This weekend Abigail spoke at the annual Greens Reboot Conference, a platform for sharing radical ideas and thought provoking discussions.
Abigail said:
Thank you to everyone who is attending today’s event, to my fellow speakers and to those who have organised this event so well. Reboot has a proud history of encouraging us to think outside the box, and I’m going to take that opportunity here today.
We are of course standing here on the lands of the Gadigal people of the Eora nation, and I pay my respects to elders past and present. This land is, was and always will be, Aboriginal land. Sovereignty was never ceded – this land was stolen by the British invaders. With violence. And it has been retained ever since, through violence.
Just as in so many other countries around the world. First Nations people are displaced, dispossessed, murdered. Deliberately disadvantaged and discriminated against. So that the British and the so-called Western countries can occupy and dominate and exploit the resources of the land.
We can see it playing out clearly in Gaza. Thousands of people murdered, so many more injured and maimed. Millions turned out of their lands by one of the most sophisticated military forces in the world, with the backing of those countries like our own determined to maintain the world order, the world where white wealthy people exploit and take what they want from non-white poor people through dehumanisation, obfuscation and lies. The same world order where humans dominate over animals, and men dominate over women. A hierarchy kept in check, if not with violence, then with the threat of violence. And that violence is not just physical, it’s sexual, mental and psychological, used to coerce and control.
■ ■ ■ ■ ■
### YOUR OBJECTIVE
Write the next few paragraphs of the Reboot Conference speech, picking up after its final sentence. The listing that comes next has no connection to the Reboot Conference speech.

Items drawn from a data source:
■ ■ ■ ■ ■
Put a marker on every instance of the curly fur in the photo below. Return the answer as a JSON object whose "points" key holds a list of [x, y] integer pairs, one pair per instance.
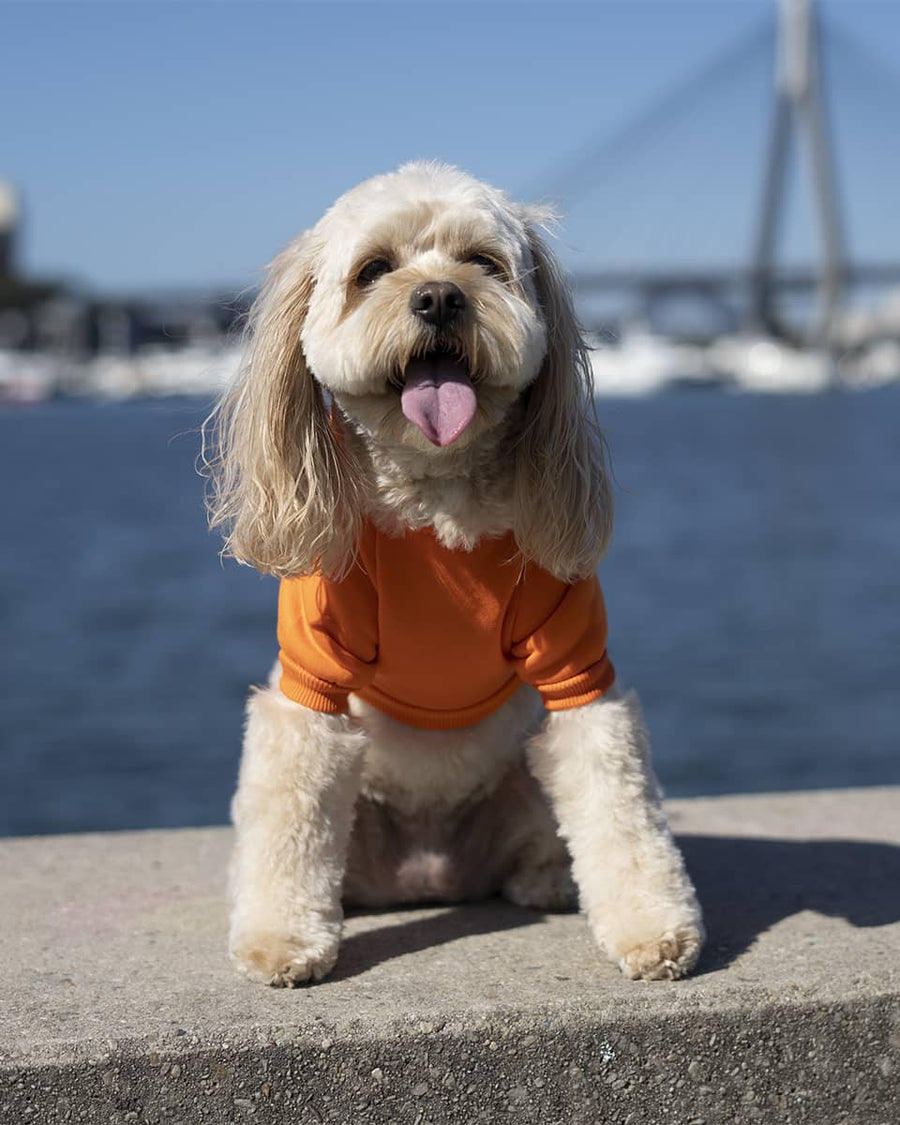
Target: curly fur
{"points": [[309, 442]]}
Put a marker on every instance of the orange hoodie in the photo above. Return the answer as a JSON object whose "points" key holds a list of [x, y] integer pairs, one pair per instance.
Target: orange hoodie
{"points": [[441, 638]]}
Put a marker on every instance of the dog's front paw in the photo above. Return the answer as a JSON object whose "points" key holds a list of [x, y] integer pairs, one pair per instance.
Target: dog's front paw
{"points": [[285, 962], [664, 959]]}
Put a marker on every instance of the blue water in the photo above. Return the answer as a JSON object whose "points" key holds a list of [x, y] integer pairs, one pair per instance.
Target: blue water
{"points": [[753, 588]]}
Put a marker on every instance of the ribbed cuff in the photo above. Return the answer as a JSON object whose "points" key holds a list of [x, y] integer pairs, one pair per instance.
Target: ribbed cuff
{"points": [[578, 690], [317, 695]]}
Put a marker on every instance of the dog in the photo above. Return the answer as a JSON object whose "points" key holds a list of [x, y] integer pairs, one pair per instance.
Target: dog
{"points": [[412, 448]]}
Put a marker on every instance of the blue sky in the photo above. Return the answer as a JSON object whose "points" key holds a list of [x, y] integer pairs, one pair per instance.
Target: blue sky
{"points": [[182, 144]]}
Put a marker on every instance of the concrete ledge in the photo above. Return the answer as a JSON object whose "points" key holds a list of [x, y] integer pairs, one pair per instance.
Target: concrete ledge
{"points": [[118, 1004]]}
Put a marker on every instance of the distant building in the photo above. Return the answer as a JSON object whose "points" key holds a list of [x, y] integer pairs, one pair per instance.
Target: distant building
{"points": [[9, 225]]}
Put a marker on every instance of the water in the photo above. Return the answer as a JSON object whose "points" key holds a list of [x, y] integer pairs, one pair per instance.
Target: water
{"points": [[753, 587]]}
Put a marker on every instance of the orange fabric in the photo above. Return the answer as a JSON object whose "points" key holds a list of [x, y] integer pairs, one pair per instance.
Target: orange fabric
{"points": [[441, 638]]}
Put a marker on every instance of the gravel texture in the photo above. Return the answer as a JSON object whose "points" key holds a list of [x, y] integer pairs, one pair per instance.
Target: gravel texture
{"points": [[119, 1005]]}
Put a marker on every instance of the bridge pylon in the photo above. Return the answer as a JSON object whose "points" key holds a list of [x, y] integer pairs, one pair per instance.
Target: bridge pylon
{"points": [[799, 109]]}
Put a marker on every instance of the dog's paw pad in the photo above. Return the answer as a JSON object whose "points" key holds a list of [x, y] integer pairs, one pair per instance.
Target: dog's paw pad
{"points": [[282, 963], [665, 959]]}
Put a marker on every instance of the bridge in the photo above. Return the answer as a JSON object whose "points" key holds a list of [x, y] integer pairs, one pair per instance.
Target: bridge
{"points": [[750, 293]]}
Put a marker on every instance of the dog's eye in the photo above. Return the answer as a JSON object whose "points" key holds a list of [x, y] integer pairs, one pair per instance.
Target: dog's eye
{"points": [[372, 270], [487, 264]]}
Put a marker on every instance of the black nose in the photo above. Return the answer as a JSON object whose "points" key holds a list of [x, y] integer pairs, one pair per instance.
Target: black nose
{"points": [[438, 303]]}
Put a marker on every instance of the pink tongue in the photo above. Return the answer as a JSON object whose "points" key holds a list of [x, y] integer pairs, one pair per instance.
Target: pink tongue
{"points": [[438, 397]]}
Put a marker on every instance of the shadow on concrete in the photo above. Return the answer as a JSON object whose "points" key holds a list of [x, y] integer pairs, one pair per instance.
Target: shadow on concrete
{"points": [[745, 884], [748, 884], [363, 951]]}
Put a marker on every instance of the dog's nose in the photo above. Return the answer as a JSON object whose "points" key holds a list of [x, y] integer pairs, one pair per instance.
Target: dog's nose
{"points": [[438, 303]]}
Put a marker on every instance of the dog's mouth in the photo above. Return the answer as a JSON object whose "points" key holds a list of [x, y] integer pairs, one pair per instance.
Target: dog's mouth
{"points": [[438, 395]]}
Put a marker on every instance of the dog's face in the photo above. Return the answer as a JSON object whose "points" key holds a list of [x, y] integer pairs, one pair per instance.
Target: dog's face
{"points": [[432, 312], [423, 320]]}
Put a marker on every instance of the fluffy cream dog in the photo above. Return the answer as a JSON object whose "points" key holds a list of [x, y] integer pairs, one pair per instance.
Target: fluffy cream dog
{"points": [[415, 367]]}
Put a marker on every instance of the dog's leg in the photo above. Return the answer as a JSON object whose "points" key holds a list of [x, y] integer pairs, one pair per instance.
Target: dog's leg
{"points": [[293, 813], [594, 764]]}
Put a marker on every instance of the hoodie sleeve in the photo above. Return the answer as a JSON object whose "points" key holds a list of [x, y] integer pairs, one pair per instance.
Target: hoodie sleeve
{"points": [[327, 632], [559, 639]]}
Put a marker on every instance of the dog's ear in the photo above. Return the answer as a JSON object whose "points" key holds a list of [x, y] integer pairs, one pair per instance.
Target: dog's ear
{"points": [[563, 501], [284, 487]]}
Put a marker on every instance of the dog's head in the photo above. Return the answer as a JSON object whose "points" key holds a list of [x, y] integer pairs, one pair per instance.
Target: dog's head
{"points": [[425, 305]]}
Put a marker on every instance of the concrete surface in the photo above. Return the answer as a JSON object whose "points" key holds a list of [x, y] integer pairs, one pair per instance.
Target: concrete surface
{"points": [[118, 1002]]}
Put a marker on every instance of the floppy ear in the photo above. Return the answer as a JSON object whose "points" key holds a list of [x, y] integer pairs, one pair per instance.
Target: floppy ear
{"points": [[563, 502], [286, 492]]}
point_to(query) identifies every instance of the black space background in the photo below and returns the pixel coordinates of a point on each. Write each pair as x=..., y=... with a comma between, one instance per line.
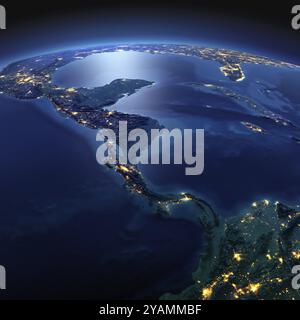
x=265, y=25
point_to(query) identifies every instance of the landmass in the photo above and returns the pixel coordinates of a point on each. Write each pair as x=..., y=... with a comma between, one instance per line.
x=247, y=256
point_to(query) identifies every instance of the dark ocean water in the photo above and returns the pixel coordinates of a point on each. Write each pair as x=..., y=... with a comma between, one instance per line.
x=68, y=227
x=240, y=166
x=62, y=232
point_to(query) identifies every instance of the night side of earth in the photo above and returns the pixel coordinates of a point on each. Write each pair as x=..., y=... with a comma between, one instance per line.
x=246, y=256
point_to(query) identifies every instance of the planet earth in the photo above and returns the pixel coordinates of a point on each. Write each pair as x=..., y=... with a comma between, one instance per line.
x=73, y=229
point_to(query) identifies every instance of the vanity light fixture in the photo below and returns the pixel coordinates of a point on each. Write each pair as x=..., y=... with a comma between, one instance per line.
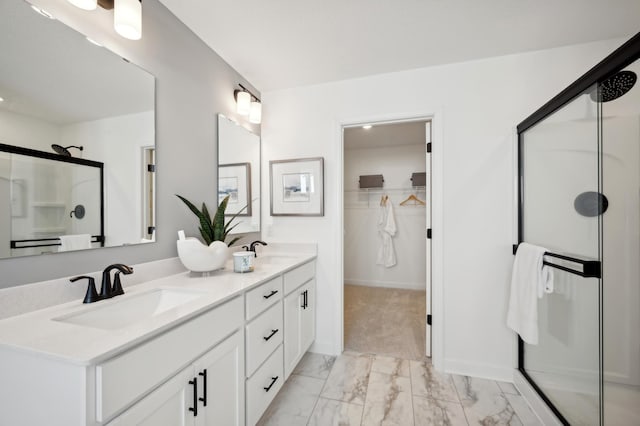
x=248, y=104
x=127, y=18
x=255, y=112
x=84, y=4
x=127, y=15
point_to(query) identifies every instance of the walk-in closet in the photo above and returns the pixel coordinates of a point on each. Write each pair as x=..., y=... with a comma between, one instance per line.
x=386, y=208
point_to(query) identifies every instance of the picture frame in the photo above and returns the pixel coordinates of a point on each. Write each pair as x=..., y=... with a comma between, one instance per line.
x=297, y=187
x=235, y=180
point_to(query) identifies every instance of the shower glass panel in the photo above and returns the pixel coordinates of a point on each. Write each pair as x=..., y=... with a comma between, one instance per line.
x=560, y=178
x=621, y=249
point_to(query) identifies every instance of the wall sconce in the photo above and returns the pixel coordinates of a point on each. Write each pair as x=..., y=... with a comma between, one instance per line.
x=127, y=15
x=248, y=104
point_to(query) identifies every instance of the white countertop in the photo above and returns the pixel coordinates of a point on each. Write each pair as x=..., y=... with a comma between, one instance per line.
x=38, y=332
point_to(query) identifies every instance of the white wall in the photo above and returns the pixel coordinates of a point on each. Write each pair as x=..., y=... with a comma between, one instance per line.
x=361, y=209
x=479, y=103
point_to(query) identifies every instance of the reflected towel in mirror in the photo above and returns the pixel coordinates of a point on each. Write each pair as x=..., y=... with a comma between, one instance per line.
x=74, y=242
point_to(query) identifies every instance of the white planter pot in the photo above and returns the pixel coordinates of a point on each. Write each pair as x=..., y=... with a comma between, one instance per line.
x=197, y=257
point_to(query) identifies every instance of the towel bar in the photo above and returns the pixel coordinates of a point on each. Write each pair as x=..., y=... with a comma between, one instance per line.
x=590, y=268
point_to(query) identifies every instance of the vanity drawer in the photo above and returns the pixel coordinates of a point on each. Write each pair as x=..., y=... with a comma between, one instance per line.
x=263, y=386
x=263, y=296
x=125, y=378
x=264, y=334
x=296, y=277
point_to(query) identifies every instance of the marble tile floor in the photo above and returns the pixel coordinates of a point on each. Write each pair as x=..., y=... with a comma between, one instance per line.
x=385, y=321
x=364, y=389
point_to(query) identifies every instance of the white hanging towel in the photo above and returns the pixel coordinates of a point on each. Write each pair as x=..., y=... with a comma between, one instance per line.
x=386, y=230
x=74, y=242
x=529, y=281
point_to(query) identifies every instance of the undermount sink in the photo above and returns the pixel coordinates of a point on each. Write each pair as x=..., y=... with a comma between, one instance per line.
x=131, y=309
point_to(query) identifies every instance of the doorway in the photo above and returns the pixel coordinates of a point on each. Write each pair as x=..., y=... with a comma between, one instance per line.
x=387, y=253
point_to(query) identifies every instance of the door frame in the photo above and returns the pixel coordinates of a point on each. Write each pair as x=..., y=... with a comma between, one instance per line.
x=435, y=115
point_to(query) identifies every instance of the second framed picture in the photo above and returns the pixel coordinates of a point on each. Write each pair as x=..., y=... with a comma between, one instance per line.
x=297, y=187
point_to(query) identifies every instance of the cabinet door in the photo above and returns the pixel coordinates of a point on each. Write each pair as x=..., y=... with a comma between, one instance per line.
x=292, y=312
x=308, y=316
x=220, y=375
x=165, y=406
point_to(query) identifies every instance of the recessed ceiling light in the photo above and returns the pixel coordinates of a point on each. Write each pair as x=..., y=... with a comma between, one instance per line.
x=42, y=12
x=92, y=41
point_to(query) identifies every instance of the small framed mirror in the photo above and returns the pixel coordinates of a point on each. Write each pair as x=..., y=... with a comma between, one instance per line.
x=239, y=174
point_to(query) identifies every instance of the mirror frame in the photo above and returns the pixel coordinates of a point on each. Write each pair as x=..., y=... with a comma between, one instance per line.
x=12, y=149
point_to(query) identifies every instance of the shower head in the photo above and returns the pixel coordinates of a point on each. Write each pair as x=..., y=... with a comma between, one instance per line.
x=615, y=86
x=64, y=150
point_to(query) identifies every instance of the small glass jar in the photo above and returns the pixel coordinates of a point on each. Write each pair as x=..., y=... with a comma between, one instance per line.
x=243, y=261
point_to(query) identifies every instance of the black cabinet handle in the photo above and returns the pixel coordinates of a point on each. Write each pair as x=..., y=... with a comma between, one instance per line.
x=204, y=387
x=273, y=332
x=273, y=380
x=194, y=409
x=266, y=296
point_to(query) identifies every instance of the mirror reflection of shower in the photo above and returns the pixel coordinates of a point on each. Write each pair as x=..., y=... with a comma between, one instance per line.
x=64, y=150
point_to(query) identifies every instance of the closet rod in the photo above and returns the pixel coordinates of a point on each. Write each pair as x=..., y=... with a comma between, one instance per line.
x=590, y=268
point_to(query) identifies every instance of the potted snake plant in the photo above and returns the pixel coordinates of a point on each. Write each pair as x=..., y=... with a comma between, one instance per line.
x=212, y=255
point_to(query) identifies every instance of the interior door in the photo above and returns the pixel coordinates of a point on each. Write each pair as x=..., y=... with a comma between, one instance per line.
x=428, y=239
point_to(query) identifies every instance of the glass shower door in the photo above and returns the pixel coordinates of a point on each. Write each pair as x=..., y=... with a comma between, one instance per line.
x=560, y=196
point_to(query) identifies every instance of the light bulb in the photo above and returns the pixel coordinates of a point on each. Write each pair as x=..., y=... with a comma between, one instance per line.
x=84, y=4
x=244, y=101
x=255, y=112
x=127, y=18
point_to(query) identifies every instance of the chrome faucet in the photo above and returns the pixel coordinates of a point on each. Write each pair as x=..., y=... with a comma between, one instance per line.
x=107, y=290
x=252, y=246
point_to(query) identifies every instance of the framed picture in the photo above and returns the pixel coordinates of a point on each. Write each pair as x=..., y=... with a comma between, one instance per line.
x=297, y=187
x=235, y=180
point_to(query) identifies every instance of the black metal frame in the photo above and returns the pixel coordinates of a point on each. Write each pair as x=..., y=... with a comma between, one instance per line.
x=12, y=149
x=626, y=54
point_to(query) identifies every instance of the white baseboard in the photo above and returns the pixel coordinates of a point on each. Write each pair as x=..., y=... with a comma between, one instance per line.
x=387, y=284
x=483, y=371
x=538, y=406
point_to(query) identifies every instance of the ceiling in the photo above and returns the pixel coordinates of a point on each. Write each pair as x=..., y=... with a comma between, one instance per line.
x=385, y=135
x=51, y=72
x=278, y=44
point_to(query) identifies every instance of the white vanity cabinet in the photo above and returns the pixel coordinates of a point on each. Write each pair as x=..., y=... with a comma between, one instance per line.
x=299, y=314
x=208, y=392
x=217, y=362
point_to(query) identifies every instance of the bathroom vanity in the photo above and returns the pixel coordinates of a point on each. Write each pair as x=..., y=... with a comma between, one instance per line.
x=181, y=350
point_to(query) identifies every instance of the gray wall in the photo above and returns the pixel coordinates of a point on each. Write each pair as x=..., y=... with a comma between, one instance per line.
x=193, y=84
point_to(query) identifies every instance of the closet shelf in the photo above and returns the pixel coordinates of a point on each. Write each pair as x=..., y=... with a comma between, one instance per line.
x=386, y=190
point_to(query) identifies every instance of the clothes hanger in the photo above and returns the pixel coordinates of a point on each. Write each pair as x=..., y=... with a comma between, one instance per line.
x=413, y=198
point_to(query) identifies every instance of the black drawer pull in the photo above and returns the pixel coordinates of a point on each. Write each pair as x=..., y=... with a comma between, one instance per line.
x=273, y=380
x=204, y=387
x=194, y=409
x=266, y=296
x=273, y=332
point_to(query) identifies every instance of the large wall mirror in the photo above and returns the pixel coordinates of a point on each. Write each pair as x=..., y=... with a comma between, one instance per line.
x=239, y=174
x=77, y=140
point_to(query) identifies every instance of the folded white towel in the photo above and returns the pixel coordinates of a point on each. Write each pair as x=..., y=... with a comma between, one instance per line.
x=75, y=242
x=529, y=281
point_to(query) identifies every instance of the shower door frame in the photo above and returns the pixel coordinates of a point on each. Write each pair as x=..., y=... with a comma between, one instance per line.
x=626, y=54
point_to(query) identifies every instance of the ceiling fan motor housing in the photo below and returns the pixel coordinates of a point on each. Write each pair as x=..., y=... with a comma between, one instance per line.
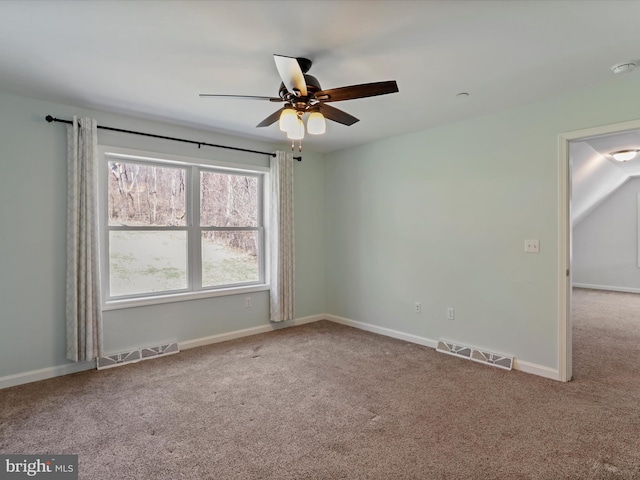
x=313, y=86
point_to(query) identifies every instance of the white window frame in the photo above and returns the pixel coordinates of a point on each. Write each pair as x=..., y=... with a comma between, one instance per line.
x=193, y=167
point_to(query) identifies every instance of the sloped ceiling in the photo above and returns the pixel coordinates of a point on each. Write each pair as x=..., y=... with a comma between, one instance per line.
x=152, y=58
x=595, y=175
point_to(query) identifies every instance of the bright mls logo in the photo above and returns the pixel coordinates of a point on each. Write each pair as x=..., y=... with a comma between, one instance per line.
x=49, y=467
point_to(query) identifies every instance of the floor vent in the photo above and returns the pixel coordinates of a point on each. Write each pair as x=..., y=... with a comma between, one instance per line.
x=117, y=359
x=480, y=356
x=145, y=353
x=150, y=352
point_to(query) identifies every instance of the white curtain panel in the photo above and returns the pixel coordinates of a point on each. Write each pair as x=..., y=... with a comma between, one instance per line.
x=84, y=316
x=281, y=238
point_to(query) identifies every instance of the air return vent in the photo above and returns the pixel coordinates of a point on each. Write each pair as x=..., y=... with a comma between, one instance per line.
x=144, y=353
x=480, y=356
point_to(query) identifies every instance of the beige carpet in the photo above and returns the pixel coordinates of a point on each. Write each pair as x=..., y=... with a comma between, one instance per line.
x=324, y=401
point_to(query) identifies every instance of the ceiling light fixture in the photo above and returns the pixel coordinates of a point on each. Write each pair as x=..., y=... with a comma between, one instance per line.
x=291, y=123
x=624, y=155
x=288, y=119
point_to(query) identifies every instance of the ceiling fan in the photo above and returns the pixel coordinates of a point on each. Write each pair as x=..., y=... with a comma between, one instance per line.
x=301, y=93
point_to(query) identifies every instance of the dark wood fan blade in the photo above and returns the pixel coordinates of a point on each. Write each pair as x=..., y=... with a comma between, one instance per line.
x=249, y=97
x=357, y=91
x=274, y=117
x=291, y=75
x=336, y=115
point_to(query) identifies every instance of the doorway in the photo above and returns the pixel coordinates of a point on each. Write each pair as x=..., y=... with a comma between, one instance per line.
x=572, y=204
■ ■ ■ ■ ■
### RESULT
And I have heard from many Aboriginal people about how the invasion of the British brought with it a culture of violence against women that simply hadn’t existed before. The capitalist imperialist colonialist culture forced upon the first inhabitants of this land relies on hierarchy, a chain of authority, and maintaining that hierarchy relies on force, on violence. Misogyny, racism, ableism, classism – these aren’t just unfortunate byproducts of this cultural approach, they’re a core part of its design, essential for maintaining century-old power structures.
And so it is that today we wring our hands and gnash our teeth about the seemingly intractable problem that is domestic violence in Australia. A country where at least one woman every week is killed by a current or former intimate partner. Where 1 in 5 women have experienced sexual violence from the age of 15. Where most women I speak to would rather be alone in the woods with a bear than with an unknown man.
And the most common reaction by our politicians to this epidemic of violence against women is to try and cure it with more violence. The knee-jerk reaction is to demand we have more police to march into people’s homes, more ways to isolate and contain women ‘for their own safety’, ever-stronger laws to put and keep more men in jail. If the problem is violent men exerting control over women, then surely we just need the State to exert even more control over those violent men. May the bigger Man win.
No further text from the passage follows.